# 原文資料

大原櫻子のファーストアルバム「HAPPY」を聴いていると、
まずダイナミックレンジ(音域ではなく、声量の幅)が広いのと、
声量を上げる時の立ち上がりが早いなあ、という印象がある。
腹筋と声帯が強靭なんだろうなあ、とかね。
歌い方そのものは実にシンプルなので、松たか子あたりに近い。
で、曲調も詞の内容も大方はポジティブであるので、
オッサンとしてはちょっと若さが眩しすぎるというか、
ともすればオトナにとって都合のいい優等生少女、という
印象になりかねないのだが。
アルバムを通しで聴いていると、最後に収録された
「ワンダフル・ワールド」だけ明らかに異質なんだよね。
(あとは全然ベクトルが違うが「のり巻きおにぎり」が、
それはそれで異質)
端的に言うと、
「いろいろつらいことや失うものもあるけれど、
きっと本当はこの世界は素晴らしいのだろう。
だからそれを信じて一緒に歩んでいこう」
っていう歌なんだろうと俺は解釈している。

# 提供資料
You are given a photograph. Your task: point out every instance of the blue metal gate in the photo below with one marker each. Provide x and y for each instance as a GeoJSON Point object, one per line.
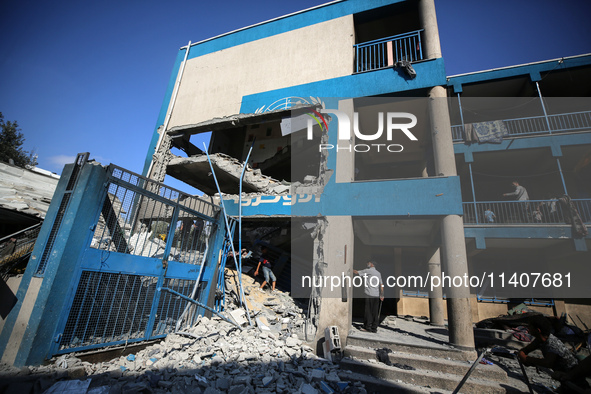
{"type": "Point", "coordinates": [146, 238]}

# 演習課題
アルバム評の原文を、「歌い方そのものは実にシンプルなので、松たか子あたりに近い。」という語句のあるところから書き始め、「だからそれを信じて一緒に歩んでいこう」」まで書いたところで止めて、一字も変えずに書き写してください。

# 課題の解答
歌い方そのものは実にシンプルなので、松たか子あたりに近い。
で、曲調も詞の内容も大方はポジティブであるので、
オッサンとしてはちょっと若さが眩しすぎるというか、
ともすればオトナにとって都合のいい優等生少女、という
印象になりかねないのだが。
アルバムを通しで聴いていると、最後に収録された
「ワンダフル・ワールド」だけ明らかに異質なんだよね。
(あとは全然ベクトルが違うが「のり巻きおにぎり」が、
それはそれで異質)
端的に言うと、
「いろいろつらいことや失うものもあるけれど、
きっと本当はこの世界は素晴らしいのだろう。
だからそれを信じて一緒に歩んでいこう」